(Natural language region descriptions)
"""

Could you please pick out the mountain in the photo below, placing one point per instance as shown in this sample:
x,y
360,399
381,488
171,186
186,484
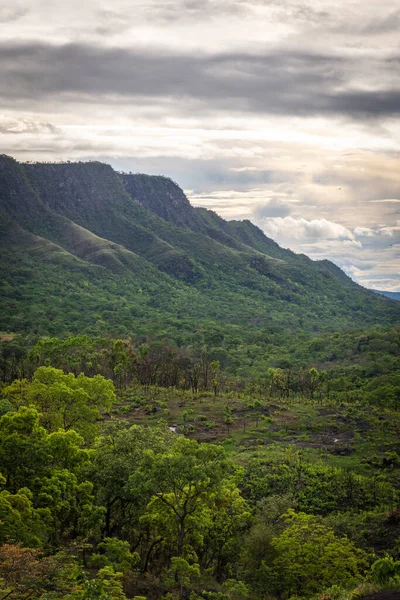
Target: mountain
x,y
392,295
87,249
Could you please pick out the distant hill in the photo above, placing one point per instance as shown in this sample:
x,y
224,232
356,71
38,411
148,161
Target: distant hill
x,y
392,295
87,249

"""

The problem: Please transcribe every entry exactly as written, leaving the pictures out.

Written answer:
Could you please pick out the mountain in the photo below, placing one point per instance as shown in this sample:
x,y
360,399
381,488
171,186
186,484
Target: mountain
x,y
392,295
87,249
Could you please pick out the distant hill in the photo above, placing one point per instance as shown in this sample:
x,y
224,232
356,71
38,411
148,161
Target: distant hill
x,y
392,295
87,249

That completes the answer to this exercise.